A data block:

>> Begin

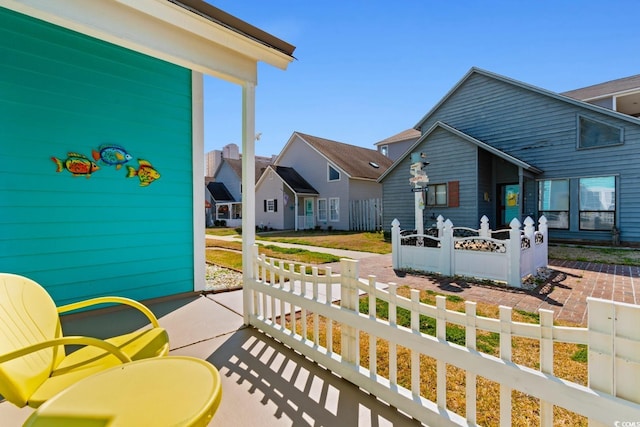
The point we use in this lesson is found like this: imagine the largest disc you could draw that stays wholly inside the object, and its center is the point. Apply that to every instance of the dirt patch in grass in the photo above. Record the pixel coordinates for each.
(569, 362)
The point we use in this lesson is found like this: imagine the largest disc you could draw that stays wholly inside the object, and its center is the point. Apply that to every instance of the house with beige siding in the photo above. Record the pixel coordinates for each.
(335, 186)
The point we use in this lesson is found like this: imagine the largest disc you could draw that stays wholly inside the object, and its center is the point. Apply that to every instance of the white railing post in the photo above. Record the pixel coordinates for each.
(546, 362)
(446, 261)
(513, 252)
(440, 225)
(530, 263)
(349, 299)
(505, 354)
(395, 244)
(614, 339)
(484, 227)
(543, 251)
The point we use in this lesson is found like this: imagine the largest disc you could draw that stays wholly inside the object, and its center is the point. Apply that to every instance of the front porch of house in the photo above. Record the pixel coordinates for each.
(264, 382)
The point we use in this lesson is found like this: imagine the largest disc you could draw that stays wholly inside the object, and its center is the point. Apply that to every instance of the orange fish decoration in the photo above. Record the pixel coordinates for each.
(145, 173)
(76, 164)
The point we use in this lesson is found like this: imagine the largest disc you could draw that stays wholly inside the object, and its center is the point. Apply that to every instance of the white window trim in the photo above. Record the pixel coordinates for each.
(271, 204)
(337, 199)
(329, 167)
(431, 190)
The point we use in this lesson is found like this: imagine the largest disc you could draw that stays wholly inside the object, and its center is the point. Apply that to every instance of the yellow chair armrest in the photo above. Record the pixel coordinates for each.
(76, 340)
(111, 300)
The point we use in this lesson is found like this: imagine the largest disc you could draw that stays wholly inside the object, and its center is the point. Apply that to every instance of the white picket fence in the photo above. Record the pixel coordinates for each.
(282, 296)
(464, 251)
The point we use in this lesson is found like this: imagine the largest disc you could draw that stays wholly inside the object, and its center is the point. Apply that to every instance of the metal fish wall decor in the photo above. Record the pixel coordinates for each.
(110, 155)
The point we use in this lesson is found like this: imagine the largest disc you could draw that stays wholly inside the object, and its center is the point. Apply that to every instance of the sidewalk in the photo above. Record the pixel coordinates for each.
(342, 253)
(565, 293)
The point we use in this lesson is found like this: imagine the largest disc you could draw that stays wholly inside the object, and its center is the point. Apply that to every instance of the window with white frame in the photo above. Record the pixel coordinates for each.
(333, 174)
(593, 133)
(334, 209)
(271, 205)
(437, 195)
(553, 202)
(322, 209)
(597, 203)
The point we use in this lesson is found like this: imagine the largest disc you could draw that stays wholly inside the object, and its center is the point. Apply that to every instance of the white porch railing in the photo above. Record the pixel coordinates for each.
(283, 296)
(463, 251)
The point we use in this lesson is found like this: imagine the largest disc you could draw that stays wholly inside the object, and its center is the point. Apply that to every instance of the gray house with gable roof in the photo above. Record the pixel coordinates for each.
(316, 183)
(506, 149)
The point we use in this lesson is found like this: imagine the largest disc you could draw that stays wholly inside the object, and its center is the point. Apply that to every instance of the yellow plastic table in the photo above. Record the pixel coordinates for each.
(165, 391)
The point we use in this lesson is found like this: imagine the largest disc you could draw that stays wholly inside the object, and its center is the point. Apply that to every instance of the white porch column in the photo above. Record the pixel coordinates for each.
(295, 212)
(248, 191)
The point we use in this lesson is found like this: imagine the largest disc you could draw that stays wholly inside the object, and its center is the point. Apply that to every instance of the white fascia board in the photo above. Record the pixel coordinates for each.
(147, 28)
(201, 26)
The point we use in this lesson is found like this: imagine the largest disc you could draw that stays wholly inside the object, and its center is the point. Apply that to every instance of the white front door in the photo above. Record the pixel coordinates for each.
(309, 217)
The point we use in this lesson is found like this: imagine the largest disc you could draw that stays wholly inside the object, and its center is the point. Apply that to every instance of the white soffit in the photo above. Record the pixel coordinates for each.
(160, 29)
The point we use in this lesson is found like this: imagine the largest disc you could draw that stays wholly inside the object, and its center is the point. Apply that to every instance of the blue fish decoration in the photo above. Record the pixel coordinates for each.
(112, 155)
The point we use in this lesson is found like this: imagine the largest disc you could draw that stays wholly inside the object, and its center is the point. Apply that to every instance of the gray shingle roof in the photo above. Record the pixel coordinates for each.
(402, 136)
(236, 165)
(355, 161)
(294, 180)
(219, 192)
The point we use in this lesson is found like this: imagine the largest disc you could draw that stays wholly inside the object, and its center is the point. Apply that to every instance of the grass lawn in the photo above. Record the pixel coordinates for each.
(569, 361)
(374, 242)
(356, 241)
(229, 254)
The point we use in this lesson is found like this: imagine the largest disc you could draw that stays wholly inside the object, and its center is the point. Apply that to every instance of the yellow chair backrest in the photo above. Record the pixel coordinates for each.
(28, 316)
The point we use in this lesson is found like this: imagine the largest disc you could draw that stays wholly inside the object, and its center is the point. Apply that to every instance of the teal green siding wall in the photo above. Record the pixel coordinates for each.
(62, 92)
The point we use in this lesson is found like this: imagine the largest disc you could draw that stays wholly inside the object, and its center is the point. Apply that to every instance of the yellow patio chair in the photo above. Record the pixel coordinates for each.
(34, 365)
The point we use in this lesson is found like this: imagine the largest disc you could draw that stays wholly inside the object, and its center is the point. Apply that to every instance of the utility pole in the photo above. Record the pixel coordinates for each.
(419, 180)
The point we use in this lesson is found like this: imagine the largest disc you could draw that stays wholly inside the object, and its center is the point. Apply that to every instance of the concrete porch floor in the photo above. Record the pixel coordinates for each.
(264, 383)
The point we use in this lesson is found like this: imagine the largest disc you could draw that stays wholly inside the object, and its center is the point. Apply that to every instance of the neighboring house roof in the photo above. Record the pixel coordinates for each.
(356, 162)
(294, 180)
(610, 88)
(236, 166)
(468, 138)
(529, 87)
(402, 136)
(219, 192)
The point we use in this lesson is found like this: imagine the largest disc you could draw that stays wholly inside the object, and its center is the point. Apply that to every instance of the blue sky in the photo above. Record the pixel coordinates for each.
(366, 70)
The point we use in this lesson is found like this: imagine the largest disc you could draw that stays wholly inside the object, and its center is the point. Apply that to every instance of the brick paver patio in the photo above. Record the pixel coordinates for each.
(565, 293)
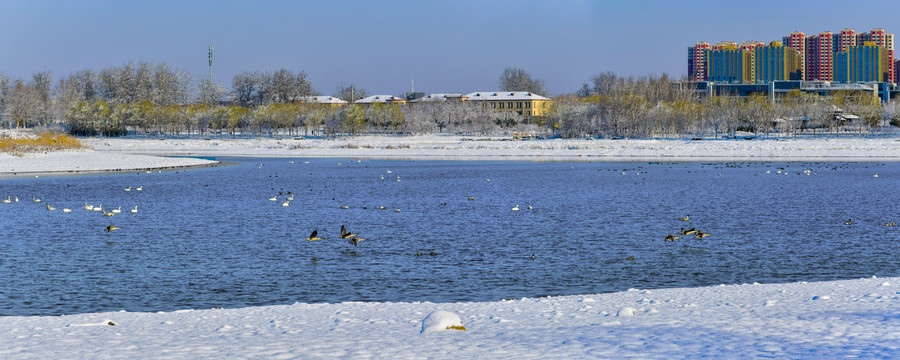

>> End

EXERCISE TASK: Pull out every line in the records above that contains the word "front", and copy each one in full.

THE RESPONSE:
The point we use in this lesson is found like this: imagine the largest disc you could draw that stays wholly inside the object, and its center is the point. Apply that to every instance of the front porch of house in the photo above. Record the pixel coordinates for each.
The point we use in this lesson is found like this: imagine the largest disc you could draw that stays wholly inside the object, and its center is the point. Apply that to every instance of the white front door in the photo above. Record the pixel coordinates for each.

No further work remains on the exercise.